_WORK INSTRUCTIONS:_
Do these statements agree with the Retreat Day Two entry below? For each one, answer yes or no and quote the words of the entry that decide it.
1. The first discussion after lunch lasted an hour and a half.
2. In 150 years, the well at Wonderwell has never run dry.
3. Everyone at lunch already knew one another.

Retreat Day Two
It is very softly snowing. I awakened to gray light filling my room, and a spectacular view of the White Mountains outside my windows. Showering, putting on yoga clothes, coming downstairs, I find only a few of up awake. The wonderful, thoughtful, gentle, and generous Wonderwell staff are around, and have put out fruit and coffee and many kinds of tea (a real breakfast will follow). There is quiet conversation, and the sense of being held by each other and by the universe.
Everyone safely arrived yesterday for lunch, and I think we all were dazzled by the beauty of this spot. Apparently, Wonderwell was built as the summer home of a (very) wealthy NY couple, and even has a concert hall! That beautiful space is now the heart of the home, a large and beautiful room (pictured on the website), used for meditation and yoga and meetings and reflection. The name reflects the fact that, in 150 years, the well has never run dry. But I digress.
Lunch was delicious, hot and sour soup and spring rolls and cheeses. There was a semi-awkward, semi-comfortable vibe in the room. Some of us knew one another, but half did not, and the conversation felt social and balanced between stranger and friend. After lunch, we gathered in the beautiful large room and had our first discussion. What was intended to last an hour and a half went on for three hours--three hours of incredible honesty and intimacy and tears and laughter and hugs. By the time we finished, we were closely bonded.

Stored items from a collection
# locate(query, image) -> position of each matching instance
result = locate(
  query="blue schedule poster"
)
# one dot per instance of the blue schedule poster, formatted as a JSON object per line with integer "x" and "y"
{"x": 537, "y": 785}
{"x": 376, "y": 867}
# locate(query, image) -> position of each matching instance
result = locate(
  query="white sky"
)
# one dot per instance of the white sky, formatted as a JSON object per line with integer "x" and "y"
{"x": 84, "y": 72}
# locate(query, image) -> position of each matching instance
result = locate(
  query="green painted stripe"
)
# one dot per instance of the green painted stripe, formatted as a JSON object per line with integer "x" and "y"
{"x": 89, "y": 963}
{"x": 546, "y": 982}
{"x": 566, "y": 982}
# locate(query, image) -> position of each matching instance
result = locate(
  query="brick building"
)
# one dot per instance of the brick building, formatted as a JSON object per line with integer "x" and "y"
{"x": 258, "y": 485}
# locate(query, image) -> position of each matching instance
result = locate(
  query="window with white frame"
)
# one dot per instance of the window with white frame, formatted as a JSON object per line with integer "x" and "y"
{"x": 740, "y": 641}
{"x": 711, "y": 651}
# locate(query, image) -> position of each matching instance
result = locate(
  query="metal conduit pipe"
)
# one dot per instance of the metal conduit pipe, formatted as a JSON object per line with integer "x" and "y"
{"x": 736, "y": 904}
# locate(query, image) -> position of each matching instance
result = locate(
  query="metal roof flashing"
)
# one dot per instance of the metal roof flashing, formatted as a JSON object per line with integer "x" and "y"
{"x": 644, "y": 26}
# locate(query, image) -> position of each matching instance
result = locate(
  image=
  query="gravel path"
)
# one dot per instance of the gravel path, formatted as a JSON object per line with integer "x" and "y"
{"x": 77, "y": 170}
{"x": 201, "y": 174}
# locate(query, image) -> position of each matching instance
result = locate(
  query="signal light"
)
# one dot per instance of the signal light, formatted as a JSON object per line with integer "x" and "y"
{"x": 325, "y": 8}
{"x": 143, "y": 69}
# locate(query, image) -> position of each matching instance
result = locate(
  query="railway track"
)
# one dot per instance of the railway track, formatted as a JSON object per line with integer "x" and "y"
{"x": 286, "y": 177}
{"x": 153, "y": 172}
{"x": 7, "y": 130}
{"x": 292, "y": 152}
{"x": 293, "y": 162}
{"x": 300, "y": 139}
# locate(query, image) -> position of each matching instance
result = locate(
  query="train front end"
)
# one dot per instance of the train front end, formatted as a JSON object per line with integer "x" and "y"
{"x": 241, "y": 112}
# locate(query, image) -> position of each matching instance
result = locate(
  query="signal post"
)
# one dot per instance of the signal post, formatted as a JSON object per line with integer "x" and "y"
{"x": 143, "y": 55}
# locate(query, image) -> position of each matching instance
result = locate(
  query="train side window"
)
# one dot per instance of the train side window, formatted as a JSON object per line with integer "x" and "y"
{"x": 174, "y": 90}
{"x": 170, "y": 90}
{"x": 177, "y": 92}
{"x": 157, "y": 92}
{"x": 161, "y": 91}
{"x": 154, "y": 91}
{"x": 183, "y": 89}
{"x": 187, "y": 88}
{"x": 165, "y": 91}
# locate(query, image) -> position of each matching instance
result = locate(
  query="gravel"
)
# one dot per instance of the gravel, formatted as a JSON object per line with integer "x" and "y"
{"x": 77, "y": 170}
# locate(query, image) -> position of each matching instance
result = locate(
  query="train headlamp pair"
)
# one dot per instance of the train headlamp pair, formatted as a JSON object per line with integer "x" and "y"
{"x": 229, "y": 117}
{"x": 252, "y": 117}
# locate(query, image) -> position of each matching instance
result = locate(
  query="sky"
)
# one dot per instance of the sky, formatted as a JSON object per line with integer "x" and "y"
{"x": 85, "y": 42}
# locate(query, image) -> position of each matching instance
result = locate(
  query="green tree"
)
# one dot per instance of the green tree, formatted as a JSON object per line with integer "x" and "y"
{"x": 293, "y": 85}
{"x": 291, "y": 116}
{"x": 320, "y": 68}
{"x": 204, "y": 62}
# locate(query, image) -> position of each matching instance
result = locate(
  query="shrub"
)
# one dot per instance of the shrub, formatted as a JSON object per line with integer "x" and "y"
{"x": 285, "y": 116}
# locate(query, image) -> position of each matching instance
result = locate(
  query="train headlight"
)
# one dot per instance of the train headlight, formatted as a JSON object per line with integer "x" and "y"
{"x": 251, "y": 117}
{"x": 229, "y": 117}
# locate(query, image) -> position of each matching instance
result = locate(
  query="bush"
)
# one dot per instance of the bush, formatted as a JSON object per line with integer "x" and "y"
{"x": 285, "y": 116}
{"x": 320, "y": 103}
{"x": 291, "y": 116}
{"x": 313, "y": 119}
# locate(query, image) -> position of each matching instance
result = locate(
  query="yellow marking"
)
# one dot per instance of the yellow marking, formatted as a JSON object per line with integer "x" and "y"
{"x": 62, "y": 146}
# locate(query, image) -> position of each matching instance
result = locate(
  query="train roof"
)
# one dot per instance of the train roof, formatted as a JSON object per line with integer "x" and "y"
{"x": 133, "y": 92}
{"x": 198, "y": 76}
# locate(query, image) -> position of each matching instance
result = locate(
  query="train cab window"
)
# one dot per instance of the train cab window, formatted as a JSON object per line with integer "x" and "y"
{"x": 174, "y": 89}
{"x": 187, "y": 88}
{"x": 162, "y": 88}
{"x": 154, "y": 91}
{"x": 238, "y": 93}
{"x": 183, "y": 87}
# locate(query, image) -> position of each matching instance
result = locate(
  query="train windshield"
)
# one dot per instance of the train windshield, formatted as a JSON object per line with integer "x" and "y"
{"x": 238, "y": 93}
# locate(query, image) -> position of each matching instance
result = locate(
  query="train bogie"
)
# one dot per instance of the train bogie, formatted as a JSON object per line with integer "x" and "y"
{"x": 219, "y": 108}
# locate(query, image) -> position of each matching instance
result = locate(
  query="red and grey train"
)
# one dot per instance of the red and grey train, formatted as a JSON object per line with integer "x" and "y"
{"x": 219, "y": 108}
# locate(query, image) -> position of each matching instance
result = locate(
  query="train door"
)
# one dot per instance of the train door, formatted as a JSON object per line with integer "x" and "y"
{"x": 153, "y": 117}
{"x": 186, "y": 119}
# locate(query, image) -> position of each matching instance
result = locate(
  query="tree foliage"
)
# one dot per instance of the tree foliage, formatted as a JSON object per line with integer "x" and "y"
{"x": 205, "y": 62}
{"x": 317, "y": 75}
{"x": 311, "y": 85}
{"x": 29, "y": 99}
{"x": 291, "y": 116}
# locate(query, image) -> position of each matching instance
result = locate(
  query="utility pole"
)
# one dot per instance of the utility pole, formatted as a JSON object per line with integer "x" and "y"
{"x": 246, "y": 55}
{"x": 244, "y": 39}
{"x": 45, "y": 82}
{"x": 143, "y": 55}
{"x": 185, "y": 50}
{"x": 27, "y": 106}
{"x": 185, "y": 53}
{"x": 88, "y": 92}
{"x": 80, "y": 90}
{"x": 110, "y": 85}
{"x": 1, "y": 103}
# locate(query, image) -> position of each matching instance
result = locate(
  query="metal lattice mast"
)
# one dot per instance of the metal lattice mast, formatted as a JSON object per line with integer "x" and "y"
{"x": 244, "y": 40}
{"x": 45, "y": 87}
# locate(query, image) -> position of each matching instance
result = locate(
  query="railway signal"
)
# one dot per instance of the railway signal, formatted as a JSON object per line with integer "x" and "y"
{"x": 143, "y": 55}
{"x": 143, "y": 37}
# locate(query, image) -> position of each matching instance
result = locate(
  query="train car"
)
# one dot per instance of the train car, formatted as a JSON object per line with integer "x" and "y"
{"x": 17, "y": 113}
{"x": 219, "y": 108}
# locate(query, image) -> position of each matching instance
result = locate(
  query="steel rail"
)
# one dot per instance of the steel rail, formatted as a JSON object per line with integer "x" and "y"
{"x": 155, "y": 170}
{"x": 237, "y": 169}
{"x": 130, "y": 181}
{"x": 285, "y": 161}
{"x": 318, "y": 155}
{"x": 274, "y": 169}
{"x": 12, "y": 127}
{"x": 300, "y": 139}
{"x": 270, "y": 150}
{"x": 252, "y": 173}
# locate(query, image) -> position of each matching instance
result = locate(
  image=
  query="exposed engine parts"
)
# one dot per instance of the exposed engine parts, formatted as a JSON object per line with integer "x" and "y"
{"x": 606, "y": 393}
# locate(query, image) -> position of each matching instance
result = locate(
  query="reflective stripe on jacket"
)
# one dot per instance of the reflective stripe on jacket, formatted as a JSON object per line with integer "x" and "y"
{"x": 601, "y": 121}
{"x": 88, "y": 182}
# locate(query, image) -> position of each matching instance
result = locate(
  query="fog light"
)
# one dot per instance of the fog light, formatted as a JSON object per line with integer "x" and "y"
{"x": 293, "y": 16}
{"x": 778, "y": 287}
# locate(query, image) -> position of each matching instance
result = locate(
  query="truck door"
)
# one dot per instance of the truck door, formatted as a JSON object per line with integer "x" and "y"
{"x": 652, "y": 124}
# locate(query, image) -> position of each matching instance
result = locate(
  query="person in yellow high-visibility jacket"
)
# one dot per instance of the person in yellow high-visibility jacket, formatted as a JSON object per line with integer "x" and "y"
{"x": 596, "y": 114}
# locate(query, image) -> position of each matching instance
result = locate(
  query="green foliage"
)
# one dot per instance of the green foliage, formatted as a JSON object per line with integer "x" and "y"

_ANSWER TO THIS EXERCISE:_
1. No: "What was intended to last an hour and a half went on for three hours"
2. Yes: "in 150 years, the well has never run dry"
3. No: "Some of us knew one another, but half did not"